**GIVEN RECORDS**

Start of Block

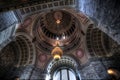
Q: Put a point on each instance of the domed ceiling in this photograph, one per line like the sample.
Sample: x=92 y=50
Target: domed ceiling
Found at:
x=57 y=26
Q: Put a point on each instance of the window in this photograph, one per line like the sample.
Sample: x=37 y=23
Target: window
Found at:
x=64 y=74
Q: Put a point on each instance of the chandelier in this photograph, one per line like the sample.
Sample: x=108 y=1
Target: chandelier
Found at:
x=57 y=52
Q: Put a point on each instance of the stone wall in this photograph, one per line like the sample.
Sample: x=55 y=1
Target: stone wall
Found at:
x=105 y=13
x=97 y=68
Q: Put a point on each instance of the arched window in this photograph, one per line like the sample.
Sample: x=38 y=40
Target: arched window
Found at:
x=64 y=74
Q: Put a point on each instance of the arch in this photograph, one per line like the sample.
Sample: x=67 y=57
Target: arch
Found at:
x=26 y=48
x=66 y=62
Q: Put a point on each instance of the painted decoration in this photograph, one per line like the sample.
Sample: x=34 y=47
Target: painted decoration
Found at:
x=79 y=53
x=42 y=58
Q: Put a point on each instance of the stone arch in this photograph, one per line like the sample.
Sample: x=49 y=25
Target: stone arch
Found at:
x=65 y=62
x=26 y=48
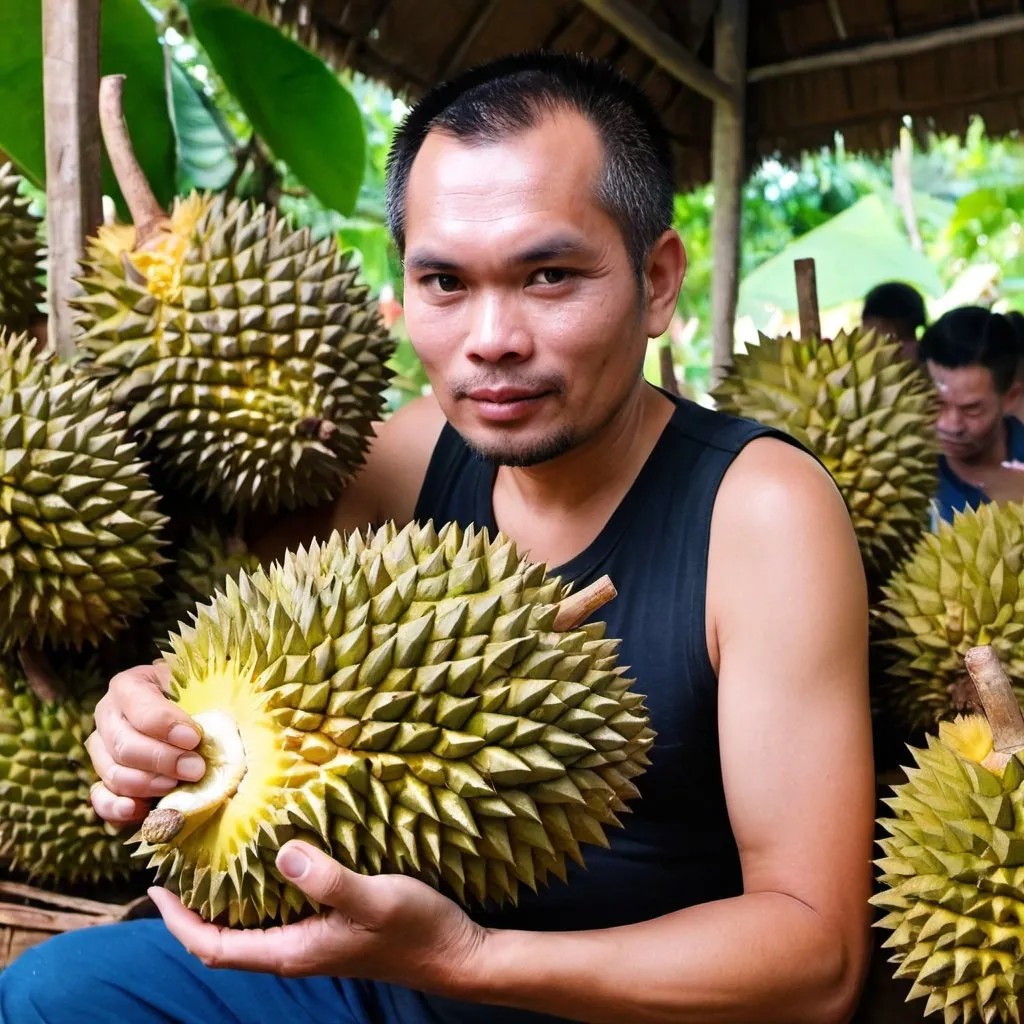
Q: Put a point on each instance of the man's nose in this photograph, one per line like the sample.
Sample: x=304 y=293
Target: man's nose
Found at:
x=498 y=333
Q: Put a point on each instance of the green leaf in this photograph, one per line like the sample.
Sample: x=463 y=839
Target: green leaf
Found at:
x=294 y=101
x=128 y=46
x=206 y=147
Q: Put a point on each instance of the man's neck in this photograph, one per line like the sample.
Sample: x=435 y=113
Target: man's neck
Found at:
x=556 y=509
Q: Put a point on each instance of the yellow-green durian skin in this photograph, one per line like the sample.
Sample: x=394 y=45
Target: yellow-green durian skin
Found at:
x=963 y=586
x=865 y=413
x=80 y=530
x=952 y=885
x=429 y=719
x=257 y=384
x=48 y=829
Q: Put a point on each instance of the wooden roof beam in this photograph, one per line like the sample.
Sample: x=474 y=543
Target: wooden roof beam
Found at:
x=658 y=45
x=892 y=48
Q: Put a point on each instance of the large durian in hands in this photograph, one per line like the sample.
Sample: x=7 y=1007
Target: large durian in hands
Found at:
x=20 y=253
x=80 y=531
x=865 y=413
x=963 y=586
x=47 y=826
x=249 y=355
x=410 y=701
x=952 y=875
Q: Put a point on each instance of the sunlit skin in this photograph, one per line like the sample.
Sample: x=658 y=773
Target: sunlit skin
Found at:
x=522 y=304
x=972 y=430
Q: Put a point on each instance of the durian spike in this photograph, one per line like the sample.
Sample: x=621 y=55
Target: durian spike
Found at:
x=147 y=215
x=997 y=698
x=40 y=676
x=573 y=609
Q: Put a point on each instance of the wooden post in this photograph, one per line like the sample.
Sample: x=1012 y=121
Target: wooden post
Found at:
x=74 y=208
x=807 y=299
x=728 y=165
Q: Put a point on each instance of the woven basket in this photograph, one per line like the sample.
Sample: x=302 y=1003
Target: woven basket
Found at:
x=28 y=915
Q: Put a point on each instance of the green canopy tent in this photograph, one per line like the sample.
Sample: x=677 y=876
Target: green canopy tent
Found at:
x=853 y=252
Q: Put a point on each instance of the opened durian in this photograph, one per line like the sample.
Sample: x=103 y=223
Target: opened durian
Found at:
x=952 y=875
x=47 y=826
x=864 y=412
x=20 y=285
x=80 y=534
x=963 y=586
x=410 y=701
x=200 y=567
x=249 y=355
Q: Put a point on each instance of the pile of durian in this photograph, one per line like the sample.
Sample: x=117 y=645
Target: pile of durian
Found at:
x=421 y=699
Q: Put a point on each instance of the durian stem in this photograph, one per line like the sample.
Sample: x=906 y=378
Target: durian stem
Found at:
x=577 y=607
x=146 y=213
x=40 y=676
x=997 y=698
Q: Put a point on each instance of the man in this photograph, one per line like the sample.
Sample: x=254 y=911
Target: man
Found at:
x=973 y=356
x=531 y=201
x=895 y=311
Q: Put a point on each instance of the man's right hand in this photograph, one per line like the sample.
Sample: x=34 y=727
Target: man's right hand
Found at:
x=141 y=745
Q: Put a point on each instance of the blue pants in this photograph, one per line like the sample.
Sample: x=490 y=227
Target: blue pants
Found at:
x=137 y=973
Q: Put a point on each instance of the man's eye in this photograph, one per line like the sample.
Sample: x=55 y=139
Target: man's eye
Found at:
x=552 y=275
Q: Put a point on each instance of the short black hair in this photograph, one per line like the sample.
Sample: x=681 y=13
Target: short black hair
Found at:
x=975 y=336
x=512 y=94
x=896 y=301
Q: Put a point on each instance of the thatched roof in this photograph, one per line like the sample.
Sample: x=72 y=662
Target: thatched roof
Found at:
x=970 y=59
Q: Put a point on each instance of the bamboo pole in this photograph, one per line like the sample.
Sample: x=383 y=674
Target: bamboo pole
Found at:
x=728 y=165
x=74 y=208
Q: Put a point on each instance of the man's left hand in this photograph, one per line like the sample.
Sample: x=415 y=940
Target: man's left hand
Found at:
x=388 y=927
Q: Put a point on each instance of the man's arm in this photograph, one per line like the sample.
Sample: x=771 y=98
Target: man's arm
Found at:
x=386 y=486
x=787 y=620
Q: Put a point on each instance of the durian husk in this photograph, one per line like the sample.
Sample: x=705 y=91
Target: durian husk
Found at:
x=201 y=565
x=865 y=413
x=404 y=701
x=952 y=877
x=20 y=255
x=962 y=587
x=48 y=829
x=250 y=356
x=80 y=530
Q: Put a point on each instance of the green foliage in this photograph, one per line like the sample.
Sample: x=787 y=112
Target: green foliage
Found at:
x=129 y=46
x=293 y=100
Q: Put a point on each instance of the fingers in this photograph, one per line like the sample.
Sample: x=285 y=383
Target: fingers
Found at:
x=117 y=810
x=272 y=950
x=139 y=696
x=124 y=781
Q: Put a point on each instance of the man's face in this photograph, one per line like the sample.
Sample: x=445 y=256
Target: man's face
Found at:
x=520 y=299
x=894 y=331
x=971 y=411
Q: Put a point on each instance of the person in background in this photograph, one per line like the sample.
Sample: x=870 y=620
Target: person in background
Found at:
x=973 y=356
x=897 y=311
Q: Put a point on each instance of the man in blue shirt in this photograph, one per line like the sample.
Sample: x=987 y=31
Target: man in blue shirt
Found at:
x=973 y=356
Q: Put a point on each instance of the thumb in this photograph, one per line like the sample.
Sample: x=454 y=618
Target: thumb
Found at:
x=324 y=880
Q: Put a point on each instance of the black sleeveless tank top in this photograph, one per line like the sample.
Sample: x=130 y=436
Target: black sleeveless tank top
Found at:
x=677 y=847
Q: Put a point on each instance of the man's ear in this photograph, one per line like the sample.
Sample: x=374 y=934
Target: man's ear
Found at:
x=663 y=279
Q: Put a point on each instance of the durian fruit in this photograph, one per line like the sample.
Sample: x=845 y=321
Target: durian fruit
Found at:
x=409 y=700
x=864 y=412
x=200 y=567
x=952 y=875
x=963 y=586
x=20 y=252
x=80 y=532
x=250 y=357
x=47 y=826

End of Block
Start of Block

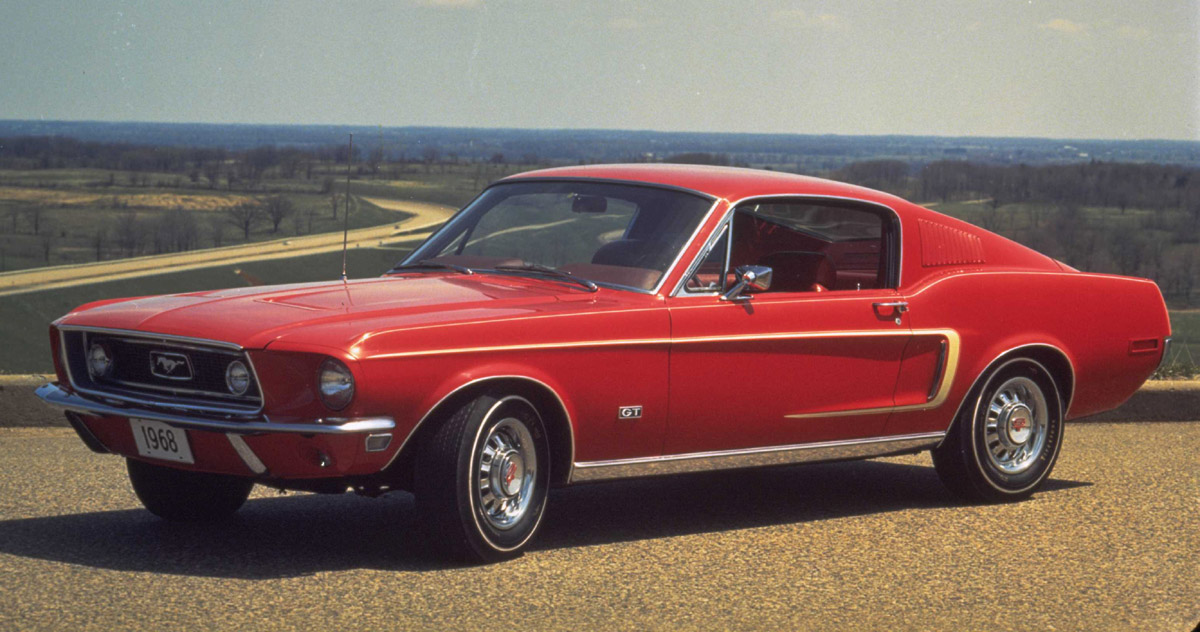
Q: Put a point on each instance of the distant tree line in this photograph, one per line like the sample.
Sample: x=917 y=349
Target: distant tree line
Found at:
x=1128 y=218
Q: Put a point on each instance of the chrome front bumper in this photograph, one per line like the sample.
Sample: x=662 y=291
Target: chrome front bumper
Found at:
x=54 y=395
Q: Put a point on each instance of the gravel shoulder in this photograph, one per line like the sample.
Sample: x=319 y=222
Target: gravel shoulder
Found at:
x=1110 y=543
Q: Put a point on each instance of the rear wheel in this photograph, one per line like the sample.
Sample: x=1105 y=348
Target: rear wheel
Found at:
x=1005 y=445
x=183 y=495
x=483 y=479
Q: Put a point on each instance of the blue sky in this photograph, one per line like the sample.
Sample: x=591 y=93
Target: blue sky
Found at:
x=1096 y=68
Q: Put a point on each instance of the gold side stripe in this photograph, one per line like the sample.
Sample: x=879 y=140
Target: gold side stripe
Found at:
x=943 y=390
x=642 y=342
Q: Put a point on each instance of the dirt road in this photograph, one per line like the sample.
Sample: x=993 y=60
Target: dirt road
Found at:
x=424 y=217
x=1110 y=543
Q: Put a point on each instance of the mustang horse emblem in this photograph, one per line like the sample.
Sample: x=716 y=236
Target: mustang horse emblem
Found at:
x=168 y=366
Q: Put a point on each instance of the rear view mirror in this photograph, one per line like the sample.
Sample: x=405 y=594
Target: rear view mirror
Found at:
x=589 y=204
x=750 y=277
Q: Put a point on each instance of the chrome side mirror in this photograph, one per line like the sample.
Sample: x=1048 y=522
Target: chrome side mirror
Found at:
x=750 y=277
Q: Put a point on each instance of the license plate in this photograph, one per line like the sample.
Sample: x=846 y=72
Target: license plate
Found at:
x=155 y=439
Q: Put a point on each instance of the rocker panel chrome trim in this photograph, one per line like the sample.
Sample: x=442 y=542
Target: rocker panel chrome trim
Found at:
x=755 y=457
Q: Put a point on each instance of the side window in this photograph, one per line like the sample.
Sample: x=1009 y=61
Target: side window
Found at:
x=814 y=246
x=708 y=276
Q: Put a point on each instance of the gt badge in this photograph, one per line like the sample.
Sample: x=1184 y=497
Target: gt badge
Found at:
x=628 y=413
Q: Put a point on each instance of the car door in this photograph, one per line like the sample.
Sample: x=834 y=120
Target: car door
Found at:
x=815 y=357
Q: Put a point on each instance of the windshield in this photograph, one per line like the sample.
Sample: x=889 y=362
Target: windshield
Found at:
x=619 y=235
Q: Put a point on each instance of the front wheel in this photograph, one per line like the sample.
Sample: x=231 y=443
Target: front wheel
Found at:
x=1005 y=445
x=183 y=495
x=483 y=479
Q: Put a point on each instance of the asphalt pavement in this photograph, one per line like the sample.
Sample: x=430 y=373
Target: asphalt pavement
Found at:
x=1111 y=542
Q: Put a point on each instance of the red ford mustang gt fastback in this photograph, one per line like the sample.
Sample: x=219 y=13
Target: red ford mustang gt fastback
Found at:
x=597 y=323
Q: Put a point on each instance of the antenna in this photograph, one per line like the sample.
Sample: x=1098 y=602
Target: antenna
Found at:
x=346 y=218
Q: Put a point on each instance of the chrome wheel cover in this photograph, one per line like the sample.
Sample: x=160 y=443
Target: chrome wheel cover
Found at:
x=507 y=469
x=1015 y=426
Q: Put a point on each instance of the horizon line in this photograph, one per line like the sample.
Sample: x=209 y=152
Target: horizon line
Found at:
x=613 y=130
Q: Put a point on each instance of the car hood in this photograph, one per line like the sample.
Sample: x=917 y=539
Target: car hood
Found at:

End of Block
Start of Block

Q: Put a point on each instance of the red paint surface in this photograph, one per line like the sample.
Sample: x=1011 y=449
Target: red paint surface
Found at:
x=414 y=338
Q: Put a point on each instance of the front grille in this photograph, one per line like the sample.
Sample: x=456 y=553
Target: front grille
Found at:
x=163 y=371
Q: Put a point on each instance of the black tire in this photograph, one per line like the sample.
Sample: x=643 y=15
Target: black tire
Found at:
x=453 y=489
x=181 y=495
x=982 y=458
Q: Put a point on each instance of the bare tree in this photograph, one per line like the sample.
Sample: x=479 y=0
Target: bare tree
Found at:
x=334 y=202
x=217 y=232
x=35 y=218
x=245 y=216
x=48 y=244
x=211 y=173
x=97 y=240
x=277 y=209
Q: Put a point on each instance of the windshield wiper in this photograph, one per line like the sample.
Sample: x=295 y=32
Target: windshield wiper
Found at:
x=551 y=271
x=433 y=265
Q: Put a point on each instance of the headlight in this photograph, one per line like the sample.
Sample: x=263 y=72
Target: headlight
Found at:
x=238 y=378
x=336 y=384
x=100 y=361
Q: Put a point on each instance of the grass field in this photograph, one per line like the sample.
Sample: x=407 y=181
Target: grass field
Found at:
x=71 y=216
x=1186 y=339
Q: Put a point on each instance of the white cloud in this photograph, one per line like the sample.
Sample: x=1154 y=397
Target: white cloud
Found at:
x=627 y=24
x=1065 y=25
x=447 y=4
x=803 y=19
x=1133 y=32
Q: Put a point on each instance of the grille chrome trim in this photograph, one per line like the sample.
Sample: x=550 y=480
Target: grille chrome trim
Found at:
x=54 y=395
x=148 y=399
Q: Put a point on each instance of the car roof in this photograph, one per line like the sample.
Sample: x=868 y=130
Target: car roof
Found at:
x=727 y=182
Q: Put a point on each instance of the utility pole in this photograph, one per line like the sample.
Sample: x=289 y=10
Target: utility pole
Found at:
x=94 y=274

End of Block

**TASK GOAL**
Where does the string "gravel" occur in the listing above? Return every line that contains it.

**RESPONSE**
Q: Put a point on each instance of the gravel shoulder in this photograph, one per line like the sample.
Target: gravel shoulder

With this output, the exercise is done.